**SET OF TASKS**
1. Summarize the passage on Wang's manufacturing business in two sentences.
2. From the passage on Wang's manufacturing business, set down the part starting with "In the early" and going on through "on the internet.".
3. In the passage on Wang's manufacturing business, rewrite the paragraph beginning "Today, he still" as a bulleted list that keeps its main facts.

**SUPPLIED PASSAGE**
Wang asked the Chinese factory managers what they really needed. They replied: “‘Send us purchase orders.’ They didn’t care about the internet.”

In the early 2000s, globalization was just starting. Wang’s US clients needed a solution. He decided to help them find low-cost manufacturing. He built up a team little by little. He became a solutions company with little reliance on the internet.

His secret sauce is developing engineering solutions, integrating tier one, two, and three subcontractors to guarantee good product development for his small and midsize clients. “Without China, these small creative businesses’ products wouldn’t exist. If each iPhone were $100,000 each, no one would buy it. Without globalization, 90 percent of products wouldn’t exist. Some politicians just don’t get it.”

He has a client from Omaha who is now able to sell his product at the ideal price point of $15 each, thanks to affordable engineering in the United States and manufacturing in China. He now supplies major hardware stores in the United States. Many of Wang’s clients sell to Australia, Japan, and throughout the world, including China. “I helped develop a lot of products that are now sold in China. There are a lot of American brand products in China. In the United States, you don’t see many China brands.”


Selling all over the place

Today, he still employees 10 people, mainly engineers in Portland, 30 contractors in different states, and more than 100 people in Shenzhen, Ningbo, and Beijing. He also employs contractors in Vietnam, India, Australia, and Singapore. About 70 percent are engineering positions because of customer quality needs. His clients come from the United States, Canada, Australia, Europe, the United Kingdom, Norway, and “all over the place,” as he puts it. Fifty percent of what his clients sell is for export markets. “People forget the jobs and social good generated by this activity.”

The 25 percent Trump-initiated tariffs on many goods imported from China hurt his business. “They were an immediate cost that hurt me, my clients, and raised prices for their customers. Those that can’t raise prices can’t make money anymore.”

Wang has looked at Mexico, Vietnam, and the United States to do customized manufacturing, but the US companies are only used if the client can pay many times the price of Chinese competitors. India has been considered, but he says the bureaucracy is stifling.

On the other hand, the Chinese government treats him like a local company in Shenzhen. “We got COVID-19 tax relief, same as domestic companies. Every two months the government gives out some money: $80,000 one month, $120,000 another month, for COVID-19 relief. We are considered a high-tech company and qualify for larger subsidies.”

**STUDY MATERIAL**

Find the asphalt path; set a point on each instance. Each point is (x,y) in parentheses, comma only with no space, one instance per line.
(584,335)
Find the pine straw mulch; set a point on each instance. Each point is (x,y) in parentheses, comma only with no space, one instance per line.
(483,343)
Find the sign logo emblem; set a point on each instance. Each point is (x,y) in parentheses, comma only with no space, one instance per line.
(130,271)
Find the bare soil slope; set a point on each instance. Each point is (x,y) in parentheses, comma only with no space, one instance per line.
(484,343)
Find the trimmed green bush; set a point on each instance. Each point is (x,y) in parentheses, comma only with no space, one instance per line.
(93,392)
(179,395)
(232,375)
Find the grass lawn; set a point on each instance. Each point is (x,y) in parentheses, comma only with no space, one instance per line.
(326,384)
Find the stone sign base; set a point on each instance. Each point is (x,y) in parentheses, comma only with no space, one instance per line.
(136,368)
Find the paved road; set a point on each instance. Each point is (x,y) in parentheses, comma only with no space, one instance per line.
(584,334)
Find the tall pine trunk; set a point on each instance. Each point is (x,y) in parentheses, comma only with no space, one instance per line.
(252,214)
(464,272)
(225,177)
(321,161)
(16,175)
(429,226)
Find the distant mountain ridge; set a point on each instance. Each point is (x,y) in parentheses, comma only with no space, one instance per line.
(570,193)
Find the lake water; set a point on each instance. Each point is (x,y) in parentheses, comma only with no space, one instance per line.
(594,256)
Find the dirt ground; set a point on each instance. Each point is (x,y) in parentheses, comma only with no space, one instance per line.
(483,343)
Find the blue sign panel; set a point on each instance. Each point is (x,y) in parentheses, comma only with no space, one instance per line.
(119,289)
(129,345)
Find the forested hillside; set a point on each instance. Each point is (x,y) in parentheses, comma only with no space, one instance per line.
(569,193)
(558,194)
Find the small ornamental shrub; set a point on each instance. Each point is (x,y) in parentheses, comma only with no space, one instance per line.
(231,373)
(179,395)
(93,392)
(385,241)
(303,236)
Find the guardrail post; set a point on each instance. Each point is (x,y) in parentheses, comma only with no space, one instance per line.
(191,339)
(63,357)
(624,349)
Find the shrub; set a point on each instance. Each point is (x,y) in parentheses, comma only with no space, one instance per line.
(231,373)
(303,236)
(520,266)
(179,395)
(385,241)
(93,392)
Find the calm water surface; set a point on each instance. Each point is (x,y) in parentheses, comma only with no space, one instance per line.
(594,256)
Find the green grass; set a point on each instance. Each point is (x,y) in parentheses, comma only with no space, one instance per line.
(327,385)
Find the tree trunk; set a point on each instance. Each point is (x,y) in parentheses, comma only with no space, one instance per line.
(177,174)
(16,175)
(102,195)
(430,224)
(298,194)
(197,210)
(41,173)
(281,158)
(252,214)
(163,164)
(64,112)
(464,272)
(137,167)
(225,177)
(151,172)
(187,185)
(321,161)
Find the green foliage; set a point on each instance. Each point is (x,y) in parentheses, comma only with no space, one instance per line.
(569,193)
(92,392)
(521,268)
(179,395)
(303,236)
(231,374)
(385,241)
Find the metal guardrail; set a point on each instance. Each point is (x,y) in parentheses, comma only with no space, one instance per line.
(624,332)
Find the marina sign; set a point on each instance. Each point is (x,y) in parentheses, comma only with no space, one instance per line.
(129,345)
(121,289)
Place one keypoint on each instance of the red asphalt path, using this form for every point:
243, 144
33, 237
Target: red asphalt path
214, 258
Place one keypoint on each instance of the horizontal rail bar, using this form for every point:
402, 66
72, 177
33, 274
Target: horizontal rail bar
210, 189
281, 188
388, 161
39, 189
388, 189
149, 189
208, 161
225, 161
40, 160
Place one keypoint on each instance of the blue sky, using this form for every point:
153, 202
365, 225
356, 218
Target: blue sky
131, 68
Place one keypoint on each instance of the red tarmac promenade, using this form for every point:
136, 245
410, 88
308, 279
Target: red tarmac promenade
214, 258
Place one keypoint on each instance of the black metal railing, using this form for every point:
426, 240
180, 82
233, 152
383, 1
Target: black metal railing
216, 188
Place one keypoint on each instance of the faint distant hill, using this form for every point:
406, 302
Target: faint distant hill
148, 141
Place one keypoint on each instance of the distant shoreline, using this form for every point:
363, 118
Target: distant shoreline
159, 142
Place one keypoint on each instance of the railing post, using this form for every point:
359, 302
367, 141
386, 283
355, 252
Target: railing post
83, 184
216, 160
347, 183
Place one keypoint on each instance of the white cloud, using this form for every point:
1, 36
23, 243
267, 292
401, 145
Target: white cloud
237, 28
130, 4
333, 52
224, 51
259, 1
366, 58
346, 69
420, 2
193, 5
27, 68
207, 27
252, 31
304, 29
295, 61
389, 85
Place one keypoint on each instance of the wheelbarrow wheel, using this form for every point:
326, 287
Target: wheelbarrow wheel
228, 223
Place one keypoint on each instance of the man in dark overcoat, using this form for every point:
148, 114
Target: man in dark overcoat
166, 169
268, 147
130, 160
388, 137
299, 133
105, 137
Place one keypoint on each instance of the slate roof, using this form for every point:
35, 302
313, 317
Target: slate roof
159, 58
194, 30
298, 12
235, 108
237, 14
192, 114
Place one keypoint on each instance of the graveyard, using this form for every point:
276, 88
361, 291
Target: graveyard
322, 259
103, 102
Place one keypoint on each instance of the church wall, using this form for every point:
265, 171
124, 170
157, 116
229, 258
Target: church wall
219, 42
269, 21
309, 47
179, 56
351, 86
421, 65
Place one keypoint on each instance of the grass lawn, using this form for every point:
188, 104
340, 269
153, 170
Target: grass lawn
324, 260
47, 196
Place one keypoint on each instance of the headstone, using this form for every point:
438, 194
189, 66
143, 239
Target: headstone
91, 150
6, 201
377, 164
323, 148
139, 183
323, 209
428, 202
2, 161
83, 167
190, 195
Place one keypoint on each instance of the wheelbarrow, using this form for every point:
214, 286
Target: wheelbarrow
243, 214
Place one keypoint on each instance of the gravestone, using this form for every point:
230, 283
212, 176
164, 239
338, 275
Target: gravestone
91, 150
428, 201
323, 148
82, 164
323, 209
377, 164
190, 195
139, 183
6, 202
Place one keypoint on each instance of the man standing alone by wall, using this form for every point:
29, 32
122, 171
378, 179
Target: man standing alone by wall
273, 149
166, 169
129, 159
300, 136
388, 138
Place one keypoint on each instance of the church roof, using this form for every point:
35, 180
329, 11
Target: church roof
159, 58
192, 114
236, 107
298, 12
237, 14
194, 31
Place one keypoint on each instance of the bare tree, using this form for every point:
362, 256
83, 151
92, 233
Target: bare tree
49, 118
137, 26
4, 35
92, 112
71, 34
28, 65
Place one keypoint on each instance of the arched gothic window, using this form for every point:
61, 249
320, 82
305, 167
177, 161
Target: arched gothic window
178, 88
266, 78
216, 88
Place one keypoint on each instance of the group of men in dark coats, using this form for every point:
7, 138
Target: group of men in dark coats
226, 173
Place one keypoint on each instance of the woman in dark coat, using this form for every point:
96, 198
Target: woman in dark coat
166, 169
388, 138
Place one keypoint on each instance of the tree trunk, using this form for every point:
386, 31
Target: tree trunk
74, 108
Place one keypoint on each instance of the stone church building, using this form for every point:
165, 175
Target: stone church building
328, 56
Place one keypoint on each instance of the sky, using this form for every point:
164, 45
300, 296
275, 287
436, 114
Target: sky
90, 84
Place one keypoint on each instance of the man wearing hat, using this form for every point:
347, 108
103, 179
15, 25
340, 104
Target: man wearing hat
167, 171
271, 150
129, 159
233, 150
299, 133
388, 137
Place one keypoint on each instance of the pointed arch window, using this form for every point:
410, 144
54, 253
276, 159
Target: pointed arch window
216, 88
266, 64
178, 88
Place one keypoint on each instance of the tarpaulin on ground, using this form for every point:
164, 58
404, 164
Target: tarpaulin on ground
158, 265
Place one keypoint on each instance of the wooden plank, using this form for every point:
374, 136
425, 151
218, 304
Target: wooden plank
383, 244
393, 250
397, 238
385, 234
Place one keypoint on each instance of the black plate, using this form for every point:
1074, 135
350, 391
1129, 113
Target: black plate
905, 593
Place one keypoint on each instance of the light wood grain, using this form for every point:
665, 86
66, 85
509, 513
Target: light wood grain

**SOLUTIONS PER TASK**
1. Wang built a solutions company that develops engineering solutions and coordinates subcontractors in China so that his small and midsize clients can make affordable products, many of them sold abroad. The Trump-initiated tariffs hurt his business, while the Chinese government treats him like a local company in Shenzhen and gives him COVID-19 relief.

2.
In the early 2000s, globalization was just starting. Wang’s US clients needed a solution. He decided to help them find low-cost manufacturing. He built up a team little by little. He became a solutions company with little reliance on the internet.

3.
- Employs 10 people in Portland, mainly engineers
- Has 30 contractors in different states
- Has more than 100 people in Shenzhen, Ningbo, and Beijing
- Employs contractors in Vietnam, India, Australia, and Singapore
- About 70 percent of positions are in engineering because of customer quality needs
- Clients come from the United States, Canada, Australia, Europe, the United Kingdom, Norway, and elsewhere
- Fifty percent of what his clients sell goes to export markets
- He says people forget the jobs and social good this activity creates